• Task brief: Please count the lines in the listing below that contain the string "shelf", and reply with that number alone.

Location labeling records

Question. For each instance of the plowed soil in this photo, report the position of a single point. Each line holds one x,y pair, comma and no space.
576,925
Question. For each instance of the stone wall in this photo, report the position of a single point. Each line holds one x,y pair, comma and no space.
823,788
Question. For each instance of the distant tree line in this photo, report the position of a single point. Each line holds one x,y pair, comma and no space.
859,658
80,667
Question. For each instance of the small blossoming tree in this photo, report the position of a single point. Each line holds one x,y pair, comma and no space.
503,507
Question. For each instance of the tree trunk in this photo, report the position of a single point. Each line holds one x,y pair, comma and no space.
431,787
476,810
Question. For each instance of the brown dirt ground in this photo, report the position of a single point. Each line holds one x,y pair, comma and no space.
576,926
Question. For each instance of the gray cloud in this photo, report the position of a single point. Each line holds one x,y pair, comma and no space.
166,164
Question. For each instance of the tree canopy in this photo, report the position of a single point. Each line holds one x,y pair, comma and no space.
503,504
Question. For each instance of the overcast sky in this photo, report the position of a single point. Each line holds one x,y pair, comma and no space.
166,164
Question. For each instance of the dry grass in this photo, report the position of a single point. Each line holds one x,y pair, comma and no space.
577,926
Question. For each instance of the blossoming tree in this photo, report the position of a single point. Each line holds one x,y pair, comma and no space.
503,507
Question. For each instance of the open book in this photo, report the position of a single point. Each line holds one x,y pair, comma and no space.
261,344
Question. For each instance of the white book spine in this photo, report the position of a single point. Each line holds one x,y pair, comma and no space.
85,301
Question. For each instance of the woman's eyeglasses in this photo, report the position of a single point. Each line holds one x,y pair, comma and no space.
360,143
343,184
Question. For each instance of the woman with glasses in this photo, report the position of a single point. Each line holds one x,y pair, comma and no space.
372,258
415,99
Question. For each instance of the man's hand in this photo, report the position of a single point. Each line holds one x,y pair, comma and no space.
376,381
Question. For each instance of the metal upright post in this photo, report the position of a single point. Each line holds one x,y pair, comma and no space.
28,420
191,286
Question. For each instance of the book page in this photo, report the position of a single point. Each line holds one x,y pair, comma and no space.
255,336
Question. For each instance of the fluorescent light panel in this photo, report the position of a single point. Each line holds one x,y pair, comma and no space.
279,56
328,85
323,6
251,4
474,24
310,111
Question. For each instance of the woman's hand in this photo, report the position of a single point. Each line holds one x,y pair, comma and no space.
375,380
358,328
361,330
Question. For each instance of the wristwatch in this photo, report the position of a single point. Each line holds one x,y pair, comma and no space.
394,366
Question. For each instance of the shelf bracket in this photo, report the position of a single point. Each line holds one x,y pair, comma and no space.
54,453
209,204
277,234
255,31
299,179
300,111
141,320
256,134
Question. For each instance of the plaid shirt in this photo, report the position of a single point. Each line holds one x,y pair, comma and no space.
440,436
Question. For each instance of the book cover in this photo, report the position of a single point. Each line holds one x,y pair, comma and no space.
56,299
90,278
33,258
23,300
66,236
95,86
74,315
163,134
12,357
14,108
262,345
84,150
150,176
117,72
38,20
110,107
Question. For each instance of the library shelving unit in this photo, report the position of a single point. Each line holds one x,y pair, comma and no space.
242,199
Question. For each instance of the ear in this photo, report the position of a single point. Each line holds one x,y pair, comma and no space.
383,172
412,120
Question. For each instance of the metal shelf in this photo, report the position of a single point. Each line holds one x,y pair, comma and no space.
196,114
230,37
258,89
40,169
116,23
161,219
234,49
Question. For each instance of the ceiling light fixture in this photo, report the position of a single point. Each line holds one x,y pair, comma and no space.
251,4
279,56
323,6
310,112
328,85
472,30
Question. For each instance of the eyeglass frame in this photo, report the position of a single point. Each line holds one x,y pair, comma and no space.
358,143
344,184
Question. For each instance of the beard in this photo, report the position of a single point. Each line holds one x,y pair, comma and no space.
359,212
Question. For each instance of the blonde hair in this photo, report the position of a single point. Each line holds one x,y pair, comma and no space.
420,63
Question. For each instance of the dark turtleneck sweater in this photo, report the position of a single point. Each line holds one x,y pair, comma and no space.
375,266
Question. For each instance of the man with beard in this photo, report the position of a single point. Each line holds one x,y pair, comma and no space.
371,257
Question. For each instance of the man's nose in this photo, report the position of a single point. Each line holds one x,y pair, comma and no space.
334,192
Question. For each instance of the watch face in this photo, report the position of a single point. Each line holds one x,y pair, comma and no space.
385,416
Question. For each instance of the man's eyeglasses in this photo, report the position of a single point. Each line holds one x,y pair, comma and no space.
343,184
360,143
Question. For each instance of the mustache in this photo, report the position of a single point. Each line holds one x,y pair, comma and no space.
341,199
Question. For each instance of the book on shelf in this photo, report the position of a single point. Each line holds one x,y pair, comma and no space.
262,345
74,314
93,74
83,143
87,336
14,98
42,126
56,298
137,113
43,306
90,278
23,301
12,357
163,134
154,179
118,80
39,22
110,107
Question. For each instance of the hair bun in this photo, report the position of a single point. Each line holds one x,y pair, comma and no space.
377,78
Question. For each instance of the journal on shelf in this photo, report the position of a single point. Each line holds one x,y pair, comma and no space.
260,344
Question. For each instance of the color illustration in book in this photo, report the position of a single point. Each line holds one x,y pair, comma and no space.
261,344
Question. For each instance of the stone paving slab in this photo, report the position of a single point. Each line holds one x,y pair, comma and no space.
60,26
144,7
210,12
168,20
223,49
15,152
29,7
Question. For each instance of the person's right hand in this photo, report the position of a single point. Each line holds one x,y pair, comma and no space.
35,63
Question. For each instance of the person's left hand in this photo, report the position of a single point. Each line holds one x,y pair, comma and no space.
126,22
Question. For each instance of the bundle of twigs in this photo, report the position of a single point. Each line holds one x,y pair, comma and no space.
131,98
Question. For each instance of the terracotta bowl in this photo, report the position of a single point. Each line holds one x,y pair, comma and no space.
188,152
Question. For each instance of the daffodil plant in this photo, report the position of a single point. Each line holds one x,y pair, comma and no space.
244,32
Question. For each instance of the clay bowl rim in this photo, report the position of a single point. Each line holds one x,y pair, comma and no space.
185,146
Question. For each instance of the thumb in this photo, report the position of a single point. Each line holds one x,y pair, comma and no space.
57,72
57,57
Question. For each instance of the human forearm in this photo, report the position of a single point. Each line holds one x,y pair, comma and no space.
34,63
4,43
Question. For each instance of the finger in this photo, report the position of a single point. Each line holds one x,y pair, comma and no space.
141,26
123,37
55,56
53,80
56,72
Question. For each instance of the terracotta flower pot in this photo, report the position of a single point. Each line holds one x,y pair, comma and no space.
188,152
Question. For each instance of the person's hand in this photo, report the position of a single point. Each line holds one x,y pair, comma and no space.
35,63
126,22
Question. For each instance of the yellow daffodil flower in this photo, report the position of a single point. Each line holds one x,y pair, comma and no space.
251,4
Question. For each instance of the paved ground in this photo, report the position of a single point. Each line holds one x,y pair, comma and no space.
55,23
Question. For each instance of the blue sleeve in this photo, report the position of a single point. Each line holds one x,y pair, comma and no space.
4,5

* * *

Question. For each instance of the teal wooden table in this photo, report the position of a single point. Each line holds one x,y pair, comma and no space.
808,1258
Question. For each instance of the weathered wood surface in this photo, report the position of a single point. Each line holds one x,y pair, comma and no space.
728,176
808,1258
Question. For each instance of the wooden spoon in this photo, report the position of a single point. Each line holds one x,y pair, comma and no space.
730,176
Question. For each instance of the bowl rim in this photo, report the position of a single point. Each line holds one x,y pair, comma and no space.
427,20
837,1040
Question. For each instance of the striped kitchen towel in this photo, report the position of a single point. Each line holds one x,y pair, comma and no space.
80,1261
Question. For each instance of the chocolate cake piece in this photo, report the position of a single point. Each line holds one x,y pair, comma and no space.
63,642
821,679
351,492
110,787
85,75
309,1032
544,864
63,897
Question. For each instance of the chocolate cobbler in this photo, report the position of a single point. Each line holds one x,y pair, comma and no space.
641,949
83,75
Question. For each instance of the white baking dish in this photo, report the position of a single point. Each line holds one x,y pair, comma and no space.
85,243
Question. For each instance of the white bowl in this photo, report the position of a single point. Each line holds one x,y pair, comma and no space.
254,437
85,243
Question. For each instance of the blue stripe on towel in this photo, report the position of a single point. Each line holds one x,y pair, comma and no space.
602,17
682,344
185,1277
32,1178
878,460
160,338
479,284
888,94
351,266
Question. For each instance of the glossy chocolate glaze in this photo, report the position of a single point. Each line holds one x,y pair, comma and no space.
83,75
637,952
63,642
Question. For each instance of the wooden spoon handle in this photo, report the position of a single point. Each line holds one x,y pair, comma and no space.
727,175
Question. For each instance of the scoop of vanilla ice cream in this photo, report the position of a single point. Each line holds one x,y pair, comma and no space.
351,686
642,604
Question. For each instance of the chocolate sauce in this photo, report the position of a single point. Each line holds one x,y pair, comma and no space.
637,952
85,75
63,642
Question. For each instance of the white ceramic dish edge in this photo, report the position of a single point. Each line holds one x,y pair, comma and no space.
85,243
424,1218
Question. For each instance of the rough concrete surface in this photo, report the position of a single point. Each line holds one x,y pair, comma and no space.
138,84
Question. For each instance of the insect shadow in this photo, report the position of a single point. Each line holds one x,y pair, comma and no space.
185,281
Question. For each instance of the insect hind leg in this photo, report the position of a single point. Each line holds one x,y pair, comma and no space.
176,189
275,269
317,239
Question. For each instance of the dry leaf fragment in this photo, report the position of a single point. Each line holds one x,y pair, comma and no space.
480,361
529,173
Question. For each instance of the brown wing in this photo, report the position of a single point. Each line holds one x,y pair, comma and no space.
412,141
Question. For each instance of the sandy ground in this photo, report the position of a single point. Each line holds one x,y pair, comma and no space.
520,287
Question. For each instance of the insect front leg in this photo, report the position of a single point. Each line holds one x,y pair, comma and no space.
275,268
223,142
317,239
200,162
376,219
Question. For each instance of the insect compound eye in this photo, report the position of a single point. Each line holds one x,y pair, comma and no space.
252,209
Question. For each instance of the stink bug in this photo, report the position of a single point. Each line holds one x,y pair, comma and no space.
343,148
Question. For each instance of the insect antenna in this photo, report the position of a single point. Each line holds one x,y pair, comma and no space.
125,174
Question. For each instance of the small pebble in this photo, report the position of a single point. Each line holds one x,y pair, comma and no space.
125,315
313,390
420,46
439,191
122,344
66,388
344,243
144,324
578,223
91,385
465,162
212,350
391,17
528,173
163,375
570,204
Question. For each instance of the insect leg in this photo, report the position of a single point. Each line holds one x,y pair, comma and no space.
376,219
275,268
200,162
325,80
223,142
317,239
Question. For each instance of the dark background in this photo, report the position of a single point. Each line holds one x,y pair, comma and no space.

• Answer to this task: 4